### TASK TO COMPLETE
Render everything from the start of these lines down to the line containing "column 132, row 109", both ends included, as a JSON list of strings with one string per line and blank lines dropped. Leave the pictures out.

### RECORDS FOR PROCESSING
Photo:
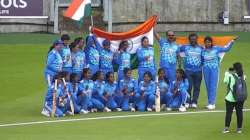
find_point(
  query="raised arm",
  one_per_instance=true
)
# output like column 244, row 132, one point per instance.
column 227, row 47
column 157, row 36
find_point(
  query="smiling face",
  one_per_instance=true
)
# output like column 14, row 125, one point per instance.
column 208, row 44
column 111, row 78
column 146, row 78
column 161, row 75
column 128, row 74
column 193, row 40
column 171, row 36
column 145, row 42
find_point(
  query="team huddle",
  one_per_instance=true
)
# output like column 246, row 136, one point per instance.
column 82, row 79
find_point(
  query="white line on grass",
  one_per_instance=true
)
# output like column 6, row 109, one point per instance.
column 112, row 117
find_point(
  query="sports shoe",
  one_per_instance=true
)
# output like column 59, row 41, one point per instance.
column 163, row 106
column 106, row 109
column 93, row 110
column 187, row 105
column 169, row 109
column 182, row 109
column 118, row 109
column 70, row 113
column 84, row 111
column 239, row 131
column 149, row 109
column 210, row 107
column 45, row 112
column 225, row 130
column 194, row 105
column 132, row 109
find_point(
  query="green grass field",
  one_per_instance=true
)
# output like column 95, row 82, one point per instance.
column 22, row 60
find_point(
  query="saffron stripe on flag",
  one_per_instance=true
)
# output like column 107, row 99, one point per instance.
column 73, row 8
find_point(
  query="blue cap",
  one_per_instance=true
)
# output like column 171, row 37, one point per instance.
column 106, row 43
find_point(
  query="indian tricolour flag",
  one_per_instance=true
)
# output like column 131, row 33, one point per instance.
column 78, row 9
column 135, row 35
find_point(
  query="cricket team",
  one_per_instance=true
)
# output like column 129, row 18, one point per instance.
column 82, row 79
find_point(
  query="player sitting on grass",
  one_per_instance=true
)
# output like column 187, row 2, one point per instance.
column 109, row 92
column 84, row 96
column 54, row 101
column 178, row 92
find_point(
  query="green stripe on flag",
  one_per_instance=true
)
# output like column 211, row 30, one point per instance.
column 87, row 13
column 133, row 60
column 87, row 10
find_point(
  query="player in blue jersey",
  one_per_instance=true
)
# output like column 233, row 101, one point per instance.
column 85, row 98
column 54, row 62
column 122, row 59
column 146, row 93
column 193, row 68
column 145, row 55
column 78, row 57
column 66, row 54
column 168, row 54
column 127, row 88
column 178, row 92
column 211, row 66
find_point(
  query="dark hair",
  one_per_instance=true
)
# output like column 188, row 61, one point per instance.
column 126, row 70
column 51, row 48
column 121, row 45
column 208, row 38
column 77, row 40
column 64, row 74
column 97, row 75
column 65, row 37
column 165, row 77
column 182, row 72
column 149, row 74
column 58, row 76
column 238, row 68
column 143, row 38
column 72, row 45
column 108, row 75
column 192, row 35
column 231, row 69
column 72, row 77
column 84, row 71
column 169, row 31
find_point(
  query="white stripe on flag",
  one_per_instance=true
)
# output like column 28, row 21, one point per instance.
column 80, row 11
column 134, row 43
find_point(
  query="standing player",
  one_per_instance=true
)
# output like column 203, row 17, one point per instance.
column 106, row 57
column 192, row 67
column 66, row 54
column 178, row 92
column 92, row 54
column 168, row 54
column 54, row 62
column 145, row 56
column 122, row 59
column 211, row 65
column 78, row 57
column 163, row 84
column 146, row 93
column 127, row 88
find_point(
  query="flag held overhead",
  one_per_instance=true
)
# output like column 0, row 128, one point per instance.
column 78, row 9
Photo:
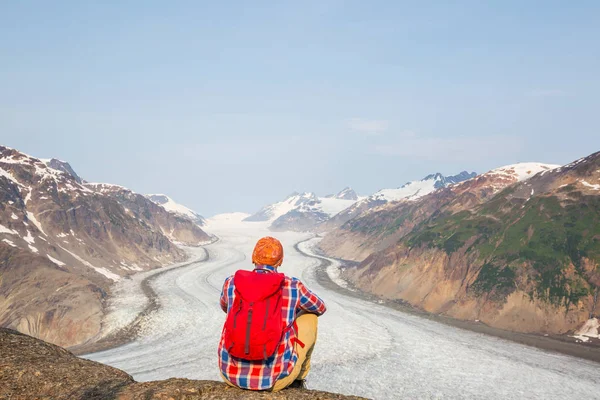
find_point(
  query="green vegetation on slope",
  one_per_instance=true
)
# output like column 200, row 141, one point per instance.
column 532, row 242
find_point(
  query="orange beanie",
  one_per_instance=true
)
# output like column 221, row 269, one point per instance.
column 268, row 251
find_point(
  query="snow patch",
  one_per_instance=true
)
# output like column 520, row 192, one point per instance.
column 55, row 261
column 595, row 187
column 172, row 206
column 4, row 229
column 29, row 238
column 522, row 171
column 11, row 178
column 34, row 220
column 591, row 329
column 409, row 191
column 100, row 270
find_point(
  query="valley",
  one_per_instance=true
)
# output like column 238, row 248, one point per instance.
column 363, row 348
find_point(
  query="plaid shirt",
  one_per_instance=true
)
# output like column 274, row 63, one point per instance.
column 262, row 374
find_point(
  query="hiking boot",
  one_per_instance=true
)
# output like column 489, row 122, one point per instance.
column 298, row 384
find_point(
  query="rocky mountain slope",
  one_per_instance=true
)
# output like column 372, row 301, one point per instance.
column 410, row 191
column 373, row 226
column 304, row 211
column 63, row 242
column 521, row 255
column 175, row 208
column 33, row 369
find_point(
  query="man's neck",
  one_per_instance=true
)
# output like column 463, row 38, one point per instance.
column 266, row 268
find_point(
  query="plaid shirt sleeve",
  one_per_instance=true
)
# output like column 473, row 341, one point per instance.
column 310, row 302
column 225, row 294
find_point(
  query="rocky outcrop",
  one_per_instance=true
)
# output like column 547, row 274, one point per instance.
column 410, row 191
column 63, row 243
column 373, row 224
column 177, row 209
column 33, row 369
column 522, row 257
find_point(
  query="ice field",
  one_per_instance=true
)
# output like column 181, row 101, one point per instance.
column 363, row 348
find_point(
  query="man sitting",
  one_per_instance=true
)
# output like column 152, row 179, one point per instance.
column 271, row 325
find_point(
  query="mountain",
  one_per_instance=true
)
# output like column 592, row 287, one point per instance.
column 64, row 167
column 371, row 227
column 64, row 242
column 408, row 192
column 180, row 210
column 517, row 248
column 347, row 194
column 303, row 211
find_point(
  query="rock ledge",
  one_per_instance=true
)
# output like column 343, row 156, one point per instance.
column 33, row 369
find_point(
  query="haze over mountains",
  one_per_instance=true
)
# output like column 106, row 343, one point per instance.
column 516, row 247
column 63, row 241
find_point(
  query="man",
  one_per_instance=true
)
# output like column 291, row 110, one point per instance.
column 271, row 325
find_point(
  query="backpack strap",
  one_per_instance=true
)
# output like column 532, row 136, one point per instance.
column 295, row 339
column 262, row 270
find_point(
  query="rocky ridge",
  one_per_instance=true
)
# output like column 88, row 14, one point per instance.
column 516, row 248
column 410, row 191
column 63, row 242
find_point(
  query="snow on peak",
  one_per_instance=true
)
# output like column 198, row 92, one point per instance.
column 522, row 171
column 417, row 189
column 170, row 205
column 307, row 202
column 347, row 194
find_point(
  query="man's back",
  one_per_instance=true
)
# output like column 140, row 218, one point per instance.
column 262, row 374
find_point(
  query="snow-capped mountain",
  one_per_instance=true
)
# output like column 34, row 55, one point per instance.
column 525, row 231
column 416, row 189
column 173, row 207
column 347, row 194
column 302, row 211
column 410, row 191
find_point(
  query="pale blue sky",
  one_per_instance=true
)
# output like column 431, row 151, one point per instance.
column 227, row 106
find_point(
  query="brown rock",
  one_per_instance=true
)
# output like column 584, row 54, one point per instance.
column 33, row 369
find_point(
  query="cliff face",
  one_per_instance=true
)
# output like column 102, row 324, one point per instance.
column 376, row 224
column 63, row 243
column 32, row 368
column 527, row 259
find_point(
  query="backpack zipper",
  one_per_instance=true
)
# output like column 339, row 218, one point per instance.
column 247, row 345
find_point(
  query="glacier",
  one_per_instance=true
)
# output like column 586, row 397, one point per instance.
column 363, row 348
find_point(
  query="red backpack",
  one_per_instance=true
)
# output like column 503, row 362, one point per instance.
column 254, row 324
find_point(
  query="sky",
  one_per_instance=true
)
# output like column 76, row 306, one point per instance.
column 229, row 106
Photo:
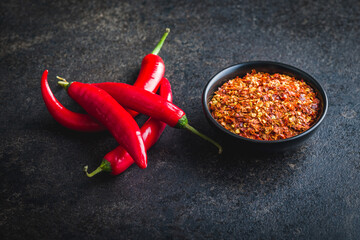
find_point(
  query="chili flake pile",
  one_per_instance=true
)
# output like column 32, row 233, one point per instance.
column 265, row 107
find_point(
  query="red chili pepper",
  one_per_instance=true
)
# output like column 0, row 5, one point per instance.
column 152, row 105
column 118, row 160
column 69, row 119
column 112, row 115
column 151, row 72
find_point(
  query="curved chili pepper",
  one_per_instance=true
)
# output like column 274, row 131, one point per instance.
column 152, row 105
column 67, row 118
column 151, row 72
column 118, row 160
column 112, row 115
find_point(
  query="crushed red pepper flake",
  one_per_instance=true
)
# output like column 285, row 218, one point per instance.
column 265, row 107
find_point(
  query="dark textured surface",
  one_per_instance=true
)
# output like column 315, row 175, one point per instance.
column 188, row 191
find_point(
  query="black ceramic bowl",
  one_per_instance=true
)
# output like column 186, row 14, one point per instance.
column 270, row 67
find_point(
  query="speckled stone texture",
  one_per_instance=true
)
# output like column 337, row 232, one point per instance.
column 187, row 191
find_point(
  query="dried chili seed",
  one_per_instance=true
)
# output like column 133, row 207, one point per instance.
column 265, row 107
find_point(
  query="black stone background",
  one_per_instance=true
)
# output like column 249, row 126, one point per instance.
column 187, row 191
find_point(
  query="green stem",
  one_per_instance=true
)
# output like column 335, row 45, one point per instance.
column 183, row 123
column 161, row 42
column 65, row 85
column 104, row 166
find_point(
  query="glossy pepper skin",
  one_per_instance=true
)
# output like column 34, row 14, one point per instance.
column 67, row 118
column 143, row 101
column 152, row 105
column 118, row 160
column 151, row 72
column 112, row 115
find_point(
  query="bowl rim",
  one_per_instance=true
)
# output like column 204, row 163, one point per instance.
column 319, row 88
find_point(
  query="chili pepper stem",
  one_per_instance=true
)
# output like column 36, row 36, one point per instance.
column 193, row 130
column 104, row 166
column 161, row 42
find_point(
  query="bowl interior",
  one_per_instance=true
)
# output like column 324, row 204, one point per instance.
column 261, row 66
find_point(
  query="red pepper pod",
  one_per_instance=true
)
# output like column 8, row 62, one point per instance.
column 151, row 73
column 143, row 101
column 67, row 118
column 118, row 160
column 113, row 116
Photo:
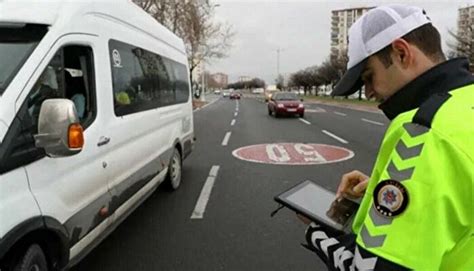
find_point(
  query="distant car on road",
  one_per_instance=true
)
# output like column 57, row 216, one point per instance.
column 268, row 94
column 285, row 103
column 235, row 95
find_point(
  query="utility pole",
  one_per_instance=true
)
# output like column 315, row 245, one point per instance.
column 203, row 87
column 278, row 61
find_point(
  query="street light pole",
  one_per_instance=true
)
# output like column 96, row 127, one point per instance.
column 203, row 82
column 278, row 62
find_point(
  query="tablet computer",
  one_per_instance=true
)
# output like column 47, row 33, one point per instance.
column 320, row 205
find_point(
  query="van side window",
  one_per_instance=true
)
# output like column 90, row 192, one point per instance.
column 143, row 80
column 68, row 75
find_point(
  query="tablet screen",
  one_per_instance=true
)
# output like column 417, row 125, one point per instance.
column 319, row 205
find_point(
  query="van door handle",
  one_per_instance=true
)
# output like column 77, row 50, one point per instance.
column 103, row 141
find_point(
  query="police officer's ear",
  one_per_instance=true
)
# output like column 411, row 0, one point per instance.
column 402, row 53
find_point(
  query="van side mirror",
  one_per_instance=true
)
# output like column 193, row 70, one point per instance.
column 59, row 131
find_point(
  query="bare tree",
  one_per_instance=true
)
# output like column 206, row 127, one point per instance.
column 193, row 21
column 280, row 82
column 463, row 46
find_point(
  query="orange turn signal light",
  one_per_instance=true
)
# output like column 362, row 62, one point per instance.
column 75, row 136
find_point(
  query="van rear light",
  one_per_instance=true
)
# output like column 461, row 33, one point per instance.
column 75, row 136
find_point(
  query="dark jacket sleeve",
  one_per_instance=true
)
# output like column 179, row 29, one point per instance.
column 341, row 253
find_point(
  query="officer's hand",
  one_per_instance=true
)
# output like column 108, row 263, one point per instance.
column 353, row 184
column 304, row 219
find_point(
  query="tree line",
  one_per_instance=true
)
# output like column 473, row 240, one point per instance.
column 254, row 83
column 329, row 72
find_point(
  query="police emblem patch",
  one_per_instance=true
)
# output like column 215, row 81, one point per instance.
column 390, row 198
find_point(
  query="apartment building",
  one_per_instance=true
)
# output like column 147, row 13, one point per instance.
column 466, row 33
column 341, row 21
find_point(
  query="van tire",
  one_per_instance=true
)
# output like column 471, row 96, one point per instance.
column 173, row 178
column 33, row 259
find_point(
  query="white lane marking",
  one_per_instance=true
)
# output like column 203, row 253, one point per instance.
column 315, row 110
column 206, row 105
column 373, row 122
column 335, row 137
column 305, row 121
column 201, row 204
column 226, row 139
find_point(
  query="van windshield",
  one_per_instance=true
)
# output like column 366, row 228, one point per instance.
column 17, row 42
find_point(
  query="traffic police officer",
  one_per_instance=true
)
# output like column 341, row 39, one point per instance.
column 417, row 211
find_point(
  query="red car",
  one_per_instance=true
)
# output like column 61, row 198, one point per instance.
column 234, row 95
column 285, row 103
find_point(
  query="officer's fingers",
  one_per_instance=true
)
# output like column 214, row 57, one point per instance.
column 360, row 188
column 349, row 181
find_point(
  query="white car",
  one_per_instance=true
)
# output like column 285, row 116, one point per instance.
column 84, row 137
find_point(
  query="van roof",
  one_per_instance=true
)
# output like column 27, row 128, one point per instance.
column 66, row 12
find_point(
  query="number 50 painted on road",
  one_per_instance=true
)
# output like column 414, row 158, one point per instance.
column 293, row 153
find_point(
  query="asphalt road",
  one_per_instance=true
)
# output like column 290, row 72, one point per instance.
column 236, row 231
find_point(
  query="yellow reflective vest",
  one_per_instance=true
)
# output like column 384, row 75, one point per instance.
column 418, row 209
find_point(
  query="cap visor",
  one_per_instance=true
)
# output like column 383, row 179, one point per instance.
column 350, row 81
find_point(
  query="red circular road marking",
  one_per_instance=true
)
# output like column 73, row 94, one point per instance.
column 293, row 154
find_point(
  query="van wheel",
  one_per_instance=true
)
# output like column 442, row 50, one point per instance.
column 33, row 260
column 173, row 179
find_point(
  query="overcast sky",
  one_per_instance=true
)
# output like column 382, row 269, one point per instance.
column 301, row 29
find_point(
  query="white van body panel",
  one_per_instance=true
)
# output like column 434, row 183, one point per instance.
column 116, row 176
column 15, row 192
column 72, row 183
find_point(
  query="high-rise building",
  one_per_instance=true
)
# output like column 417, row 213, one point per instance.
column 221, row 79
column 341, row 21
column 465, row 45
column 244, row 78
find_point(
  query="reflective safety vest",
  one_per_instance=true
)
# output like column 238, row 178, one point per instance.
column 418, row 209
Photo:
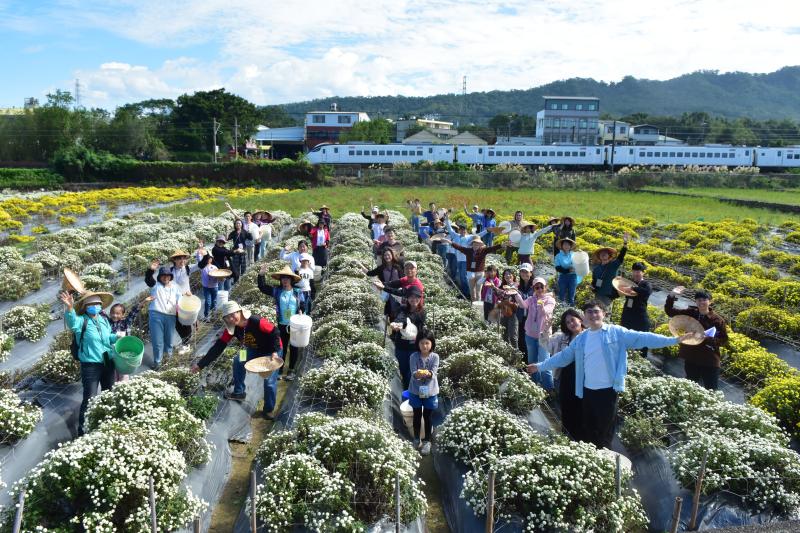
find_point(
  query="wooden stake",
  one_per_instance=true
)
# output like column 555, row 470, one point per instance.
column 490, row 504
column 153, row 518
column 253, row 492
column 20, row 508
column 697, row 488
column 676, row 515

### THE COMPLETED TASK
[
  "Photo:",
  "find_point(",
  "  query=\"raised arm\",",
  "  one_per_instance=true",
  ")",
  "# output like column 244, row 132, one point per instance.",
  "column 227, row 47",
  "column 157, row 36",
  "find_point(",
  "  query=\"smiling face\",",
  "  one_per_instance=true",
  ")",
  "# output like column 14, row 125, one point per instance.",
  "column 208, row 44",
  "column 111, row 78",
  "column 146, row 78",
  "column 161, row 75",
  "column 128, row 74",
  "column 193, row 40",
  "column 171, row 36",
  "column 145, row 42",
  "find_point(",
  "  query=\"team huddle\",",
  "  one_per_instance=true",
  ")",
  "# output like column 246, row 136, one point per instance.",
  "column 82, row 79",
  "find_point(",
  "  query=\"white line on grass\",",
  "  one_per_instance=true",
  ")",
  "# output like column 6, row 109, one point per instance.",
  "column 112, row 117",
  "find_point(",
  "  query=\"sports shoe\",",
  "  one_per_instance=true",
  ")",
  "# output like column 59, row 41, one point per instance.",
  "column 163, row 106",
  "column 106, row 109",
  "column 93, row 110",
  "column 187, row 105",
  "column 169, row 109",
  "column 182, row 109",
  "column 118, row 109",
  "column 70, row 113",
  "column 84, row 111",
  "column 239, row 131",
  "column 149, row 109",
  "column 210, row 107",
  "column 45, row 112",
  "column 225, row 130",
  "column 194, row 105",
  "column 132, row 109"
]